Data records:
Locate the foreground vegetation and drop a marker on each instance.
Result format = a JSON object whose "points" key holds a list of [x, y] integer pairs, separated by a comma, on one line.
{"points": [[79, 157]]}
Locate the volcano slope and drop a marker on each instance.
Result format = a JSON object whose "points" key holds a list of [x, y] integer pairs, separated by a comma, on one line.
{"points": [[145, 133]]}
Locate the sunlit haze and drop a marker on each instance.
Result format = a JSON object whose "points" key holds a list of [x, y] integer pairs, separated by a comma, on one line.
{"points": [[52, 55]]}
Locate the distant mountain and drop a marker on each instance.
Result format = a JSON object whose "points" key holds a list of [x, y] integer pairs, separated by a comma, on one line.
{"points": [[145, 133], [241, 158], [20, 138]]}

(REQUIREMENT)
Reproduce the lines above, switching each occurrence of "marker" to "pin" and leaving everything else unchanged.

(RESULT BELOW)
Locate the foreground vegetation and drop a pin on each instance.
Result format = a JSON object whose "points" key holds a list of [x, y] integer pairs, separated by a comma, on one line.
{"points": [[79, 157]]}
Locate the volcano slope and drop a pin on each instance.
Result format = a JSON object whose "points" key holds a list of [x, y] integer pairs, separated by a comma, on one line.
{"points": [[145, 133]]}
Locate the sunlit haze and drop a pin on each instance.
Result format = a JSON object whose "points" key holds a list of [x, y] integer pairs, separated by a comma, on one line.
{"points": [[52, 55]]}
Locate the distant mountain and drop a pin on each instance.
Result format = a JSON object whose "points" key holds a list of [x, y] integer pairs, separated by a comma, on one line.
{"points": [[145, 133], [241, 158], [20, 138]]}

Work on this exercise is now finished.